=== ENTRIES SHOWN ===

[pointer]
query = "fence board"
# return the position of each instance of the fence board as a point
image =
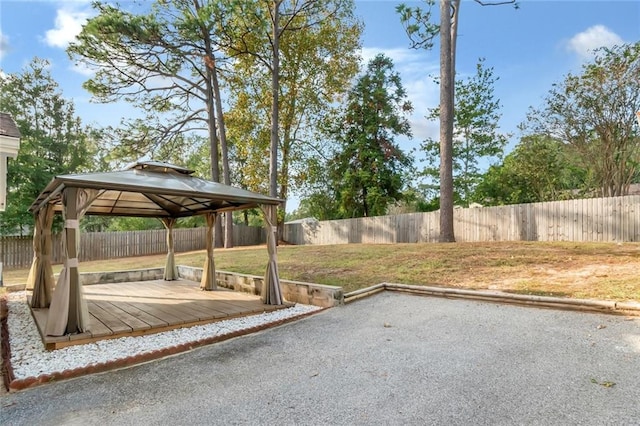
(596, 219)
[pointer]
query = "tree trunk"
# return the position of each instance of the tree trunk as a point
(228, 227)
(213, 146)
(275, 89)
(446, 124)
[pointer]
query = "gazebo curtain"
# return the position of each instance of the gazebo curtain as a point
(208, 281)
(271, 292)
(170, 268)
(40, 278)
(68, 312)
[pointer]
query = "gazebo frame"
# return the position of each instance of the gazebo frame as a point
(143, 189)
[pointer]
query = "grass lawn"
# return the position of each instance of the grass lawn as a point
(607, 271)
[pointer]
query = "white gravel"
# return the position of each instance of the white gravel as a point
(30, 359)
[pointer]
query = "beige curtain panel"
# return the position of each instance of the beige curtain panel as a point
(40, 278)
(271, 292)
(208, 281)
(170, 268)
(68, 312)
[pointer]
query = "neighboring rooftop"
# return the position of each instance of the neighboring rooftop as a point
(8, 126)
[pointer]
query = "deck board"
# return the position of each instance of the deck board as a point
(145, 307)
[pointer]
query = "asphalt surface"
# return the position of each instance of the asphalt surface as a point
(391, 359)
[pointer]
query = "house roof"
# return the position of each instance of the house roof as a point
(8, 126)
(152, 189)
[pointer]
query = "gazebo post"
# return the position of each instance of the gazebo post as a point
(68, 312)
(170, 269)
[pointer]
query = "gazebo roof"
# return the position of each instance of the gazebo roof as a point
(152, 189)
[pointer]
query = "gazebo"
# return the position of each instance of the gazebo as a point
(143, 189)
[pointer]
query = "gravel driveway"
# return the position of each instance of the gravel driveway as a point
(389, 359)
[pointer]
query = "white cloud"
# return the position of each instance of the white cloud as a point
(4, 45)
(68, 25)
(585, 42)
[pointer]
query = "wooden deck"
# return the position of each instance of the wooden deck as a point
(146, 307)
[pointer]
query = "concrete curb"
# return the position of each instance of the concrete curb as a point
(587, 305)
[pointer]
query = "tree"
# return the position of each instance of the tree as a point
(593, 112)
(422, 32)
(163, 60)
(539, 169)
(476, 135)
(53, 141)
(317, 54)
(367, 170)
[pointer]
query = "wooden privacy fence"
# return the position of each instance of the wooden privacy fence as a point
(594, 219)
(17, 252)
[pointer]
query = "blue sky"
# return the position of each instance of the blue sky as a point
(530, 48)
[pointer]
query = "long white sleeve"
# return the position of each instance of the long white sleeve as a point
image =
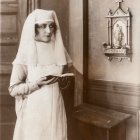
(18, 84)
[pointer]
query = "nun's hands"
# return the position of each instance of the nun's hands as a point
(43, 81)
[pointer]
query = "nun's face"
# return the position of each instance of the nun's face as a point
(44, 31)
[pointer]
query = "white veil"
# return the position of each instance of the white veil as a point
(27, 52)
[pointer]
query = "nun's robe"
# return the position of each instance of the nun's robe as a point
(40, 111)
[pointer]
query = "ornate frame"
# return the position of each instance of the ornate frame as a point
(119, 34)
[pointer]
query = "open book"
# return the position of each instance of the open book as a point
(59, 76)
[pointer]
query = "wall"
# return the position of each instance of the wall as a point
(76, 44)
(99, 66)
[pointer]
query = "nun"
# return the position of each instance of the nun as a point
(39, 104)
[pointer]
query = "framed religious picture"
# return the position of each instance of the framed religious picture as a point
(119, 34)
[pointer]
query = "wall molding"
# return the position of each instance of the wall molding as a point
(114, 87)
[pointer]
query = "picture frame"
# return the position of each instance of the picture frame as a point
(119, 34)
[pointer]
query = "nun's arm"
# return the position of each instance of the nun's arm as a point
(18, 87)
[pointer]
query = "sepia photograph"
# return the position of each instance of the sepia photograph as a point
(69, 70)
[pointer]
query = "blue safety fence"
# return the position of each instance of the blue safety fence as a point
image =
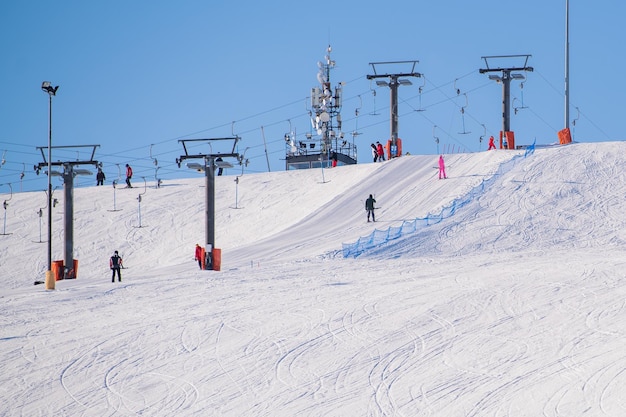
(380, 237)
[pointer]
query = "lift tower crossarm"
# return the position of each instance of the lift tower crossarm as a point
(505, 78)
(394, 82)
(210, 164)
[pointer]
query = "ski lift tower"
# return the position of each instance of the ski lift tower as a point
(69, 172)
(394, 145)
(211, 161)
(507, 138)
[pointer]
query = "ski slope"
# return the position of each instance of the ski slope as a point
(514, 306)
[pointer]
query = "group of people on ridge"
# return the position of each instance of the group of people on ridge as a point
(378, 152)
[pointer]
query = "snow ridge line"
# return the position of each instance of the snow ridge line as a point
(379, 237)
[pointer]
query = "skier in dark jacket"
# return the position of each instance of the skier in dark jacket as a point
(116, 263)
(369, 207)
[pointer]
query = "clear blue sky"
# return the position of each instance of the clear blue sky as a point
(138, 73)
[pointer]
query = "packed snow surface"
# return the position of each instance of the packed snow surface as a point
(513, 306)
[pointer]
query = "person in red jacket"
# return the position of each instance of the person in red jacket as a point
(442, 168)
(129, 175)
(380, 151)
(198, 256)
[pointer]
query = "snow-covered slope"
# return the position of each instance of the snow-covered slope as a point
(514, 306)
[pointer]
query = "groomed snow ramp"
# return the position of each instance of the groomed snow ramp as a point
(379, 238)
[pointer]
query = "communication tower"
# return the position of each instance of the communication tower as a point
(325, 142)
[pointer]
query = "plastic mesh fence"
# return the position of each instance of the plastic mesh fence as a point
(380, 237)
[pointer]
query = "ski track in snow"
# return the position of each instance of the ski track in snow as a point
(508, 308)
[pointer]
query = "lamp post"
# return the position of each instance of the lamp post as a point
(47, 88)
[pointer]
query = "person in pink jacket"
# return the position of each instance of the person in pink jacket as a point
(442, 168)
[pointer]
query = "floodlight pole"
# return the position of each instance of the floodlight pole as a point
(209, 163)
(567, 63)
(46, 86)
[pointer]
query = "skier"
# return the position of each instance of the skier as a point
(381, 151)
(198, 255)
(129, 175)
(115, 263)
(442, 168)
(100, 177)
(369, 207)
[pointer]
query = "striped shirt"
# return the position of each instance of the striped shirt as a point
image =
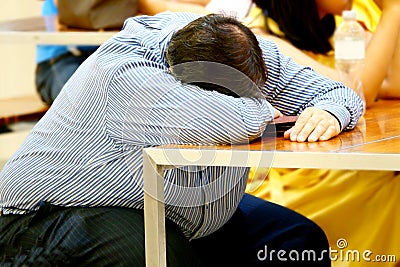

===

**GOAL:**
From the rows above, extract every line that contains the string "people", matching case exactly.

**RESULT OF THE TASK:**
query = "group of people on ridge"
# return the position of each instance of the group of people on ridge as a point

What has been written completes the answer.